-- Exercise instructions --
• a. Answer these questions using the passage on the GST Bill.
(i) By how many basis points did the Fed raise its rate?
(ii) What GST rate did the Congress set as one of its preconditions?
(iii) What does the passage propose using Aadhaar for?
• b. Translate this sentence from the passage on the GST Bill into Spanish: "The best way to deal with an obstreperous baby, as all parents know, is to ignore it."

-- Source passage --
— BEGIN —
The GDP price deflator is negative, personal consumption deflator at a record low. Yet, pulses don’t allow a rate cut
Economic life is expected to return to normal now that the Fed rate hike of 25 basis points is done with and out of the way. Normal economic plans can now be made. Simultaneously, in India, the Goods and Services Tax (GST) Bill is not happening—at least in this session of Parliament. There are lessons to be learnt for the BJP and the Congress regarding the GST tamasha. Due to the Congress changing the goal posts so often, one is left with the impression that the party would rather go into oblivion than pass the GST Bill.
It has been amusing to hear Congress speak regarding the non-passage of the Bill. They first started, much like a cry-baby, by saying, “Mommy, mommy, look he is not even talking to me!” The BJP obliged, held discussions with the Congress leadership, and it looked like the GST might pass. The Congress also laid down their three preconditions for passage of the bill —removal of the 1%-transfer tax (accepted by the BJP) , GST rate less than 18 % (the BJP agreed to even a lower rate). The third demand was something to do with a dispute resolution mechanism—the Congress reasons for this strange “demand” are too embarrassing for a family newspaper to even print. So, what is holding up the passage of the GST—nothing, except the cry-baby Congress.
The best way to deal with an obstreperous baby, as all parents know, is to ignore it. The attitude of the BJP towards both the Congress and the GST should be—we don’t care. And have some pity for the Congress—unka sab kho gaya, wo bechare ab kya karen? (Those who have lost everything, what else can they do?). All they can do is jump up and down, shout slogans, obstruct parliament, and behave like a juvenile party. Oh look, how the mighty have fallen.
The BJP and PM Modi should concentrate fully on the economy, and instead of “big ticket” items which the juvenile can obstruct, they should be more pedestrian, go for the mundane, but productive, policy action—like providing a comprehensive insurance package for farmers (can the Congress dare oppose it?), working together with RBI to provide a package for the stressed banks, working towards streamlining the corporate tax rates, modernising the personal income tax system, using Aadhaar for reducing massive corruption in schemes like NREGA and food distribution, and accelerating reforms needed for ease of doing business.
As it happens, the Modi government has plans on all of the above “in the works”. Soon foreign investors, and domestic investors, will forget about the GST. And then, where would the Congress be?
— END —
-- Stored data entries --
— BEGIN —
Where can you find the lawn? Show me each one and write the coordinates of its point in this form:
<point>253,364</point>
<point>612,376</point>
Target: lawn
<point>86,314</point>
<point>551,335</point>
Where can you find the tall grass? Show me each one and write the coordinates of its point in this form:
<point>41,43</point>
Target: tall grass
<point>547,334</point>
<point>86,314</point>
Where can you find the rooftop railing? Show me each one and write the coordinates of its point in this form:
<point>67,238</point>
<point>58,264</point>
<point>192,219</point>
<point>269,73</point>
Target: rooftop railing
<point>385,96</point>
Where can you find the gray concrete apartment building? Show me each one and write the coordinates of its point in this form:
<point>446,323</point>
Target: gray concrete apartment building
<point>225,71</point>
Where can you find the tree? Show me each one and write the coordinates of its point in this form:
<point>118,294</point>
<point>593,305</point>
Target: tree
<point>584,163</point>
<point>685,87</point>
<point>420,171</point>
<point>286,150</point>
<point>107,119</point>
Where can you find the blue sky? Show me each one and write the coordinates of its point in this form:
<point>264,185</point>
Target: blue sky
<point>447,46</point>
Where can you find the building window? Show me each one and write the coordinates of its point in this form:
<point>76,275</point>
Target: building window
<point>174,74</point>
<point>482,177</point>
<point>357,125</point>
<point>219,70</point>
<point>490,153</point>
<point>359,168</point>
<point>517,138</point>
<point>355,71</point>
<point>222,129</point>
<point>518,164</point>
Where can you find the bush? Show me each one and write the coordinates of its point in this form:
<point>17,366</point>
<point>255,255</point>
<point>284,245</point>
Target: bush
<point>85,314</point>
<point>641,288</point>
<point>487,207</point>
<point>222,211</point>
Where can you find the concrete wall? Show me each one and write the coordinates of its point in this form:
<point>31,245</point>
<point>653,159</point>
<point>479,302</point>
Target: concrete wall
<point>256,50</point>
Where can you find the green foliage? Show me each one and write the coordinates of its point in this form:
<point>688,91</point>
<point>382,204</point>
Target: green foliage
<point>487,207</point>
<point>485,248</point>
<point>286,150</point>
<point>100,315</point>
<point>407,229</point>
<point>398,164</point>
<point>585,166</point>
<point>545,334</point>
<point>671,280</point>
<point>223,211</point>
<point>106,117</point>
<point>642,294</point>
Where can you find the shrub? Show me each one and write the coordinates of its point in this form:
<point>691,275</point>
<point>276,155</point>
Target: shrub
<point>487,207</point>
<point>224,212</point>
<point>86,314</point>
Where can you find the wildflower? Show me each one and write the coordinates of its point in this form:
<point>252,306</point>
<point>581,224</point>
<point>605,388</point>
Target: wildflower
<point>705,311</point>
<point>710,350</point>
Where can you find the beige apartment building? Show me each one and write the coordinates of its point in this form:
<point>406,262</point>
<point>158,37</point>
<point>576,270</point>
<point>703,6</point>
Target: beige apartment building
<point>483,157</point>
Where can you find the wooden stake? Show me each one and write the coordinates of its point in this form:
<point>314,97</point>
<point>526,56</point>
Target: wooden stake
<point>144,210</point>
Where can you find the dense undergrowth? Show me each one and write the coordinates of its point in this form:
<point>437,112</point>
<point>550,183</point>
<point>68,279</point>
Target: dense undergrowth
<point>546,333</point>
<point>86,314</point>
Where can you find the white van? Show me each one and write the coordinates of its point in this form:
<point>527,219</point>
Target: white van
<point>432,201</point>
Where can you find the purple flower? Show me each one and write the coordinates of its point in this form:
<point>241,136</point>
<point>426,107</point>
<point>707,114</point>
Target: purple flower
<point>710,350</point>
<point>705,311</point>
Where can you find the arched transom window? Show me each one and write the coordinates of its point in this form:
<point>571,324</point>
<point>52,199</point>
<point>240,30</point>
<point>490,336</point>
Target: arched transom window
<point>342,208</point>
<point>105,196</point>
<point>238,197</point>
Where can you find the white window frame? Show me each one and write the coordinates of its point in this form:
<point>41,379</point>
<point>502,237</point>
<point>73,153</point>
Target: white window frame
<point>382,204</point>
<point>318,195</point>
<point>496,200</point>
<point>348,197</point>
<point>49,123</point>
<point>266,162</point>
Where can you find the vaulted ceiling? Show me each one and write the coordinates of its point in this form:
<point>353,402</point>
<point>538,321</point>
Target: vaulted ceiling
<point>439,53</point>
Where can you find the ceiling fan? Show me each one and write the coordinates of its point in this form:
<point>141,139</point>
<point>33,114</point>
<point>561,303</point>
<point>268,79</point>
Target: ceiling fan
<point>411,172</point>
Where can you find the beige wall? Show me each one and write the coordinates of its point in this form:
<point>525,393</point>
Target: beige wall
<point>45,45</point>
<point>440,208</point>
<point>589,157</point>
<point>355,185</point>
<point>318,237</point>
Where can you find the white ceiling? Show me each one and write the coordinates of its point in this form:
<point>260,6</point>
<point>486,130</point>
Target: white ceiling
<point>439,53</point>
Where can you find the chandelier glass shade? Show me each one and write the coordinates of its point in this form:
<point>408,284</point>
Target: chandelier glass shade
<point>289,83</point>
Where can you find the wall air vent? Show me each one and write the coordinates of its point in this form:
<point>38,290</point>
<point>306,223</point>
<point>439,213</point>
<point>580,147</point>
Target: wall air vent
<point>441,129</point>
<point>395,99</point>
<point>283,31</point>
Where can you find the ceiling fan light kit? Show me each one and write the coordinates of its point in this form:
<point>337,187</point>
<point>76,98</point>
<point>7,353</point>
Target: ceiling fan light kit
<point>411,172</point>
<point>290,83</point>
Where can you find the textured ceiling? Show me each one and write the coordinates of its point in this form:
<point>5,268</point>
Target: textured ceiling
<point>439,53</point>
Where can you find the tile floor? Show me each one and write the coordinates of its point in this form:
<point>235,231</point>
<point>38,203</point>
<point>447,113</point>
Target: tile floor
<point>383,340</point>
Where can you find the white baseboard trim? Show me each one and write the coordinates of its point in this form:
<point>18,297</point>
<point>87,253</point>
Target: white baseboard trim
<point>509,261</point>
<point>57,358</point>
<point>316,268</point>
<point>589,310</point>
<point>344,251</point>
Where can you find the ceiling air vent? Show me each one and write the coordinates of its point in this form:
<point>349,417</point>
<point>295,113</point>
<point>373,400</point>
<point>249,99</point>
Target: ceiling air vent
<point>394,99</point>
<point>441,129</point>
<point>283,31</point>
— END —
-- Answers to the problems --
• a.
(i) 25 basis points.
(ii) A GST rate less than 18%.
(iii) Reducing massive corruption in schemes like NREGA and food distribution.

• b. La mejor manera de lidiar con un bebé revoltoso, como saben todos los padres, es ignorarlo.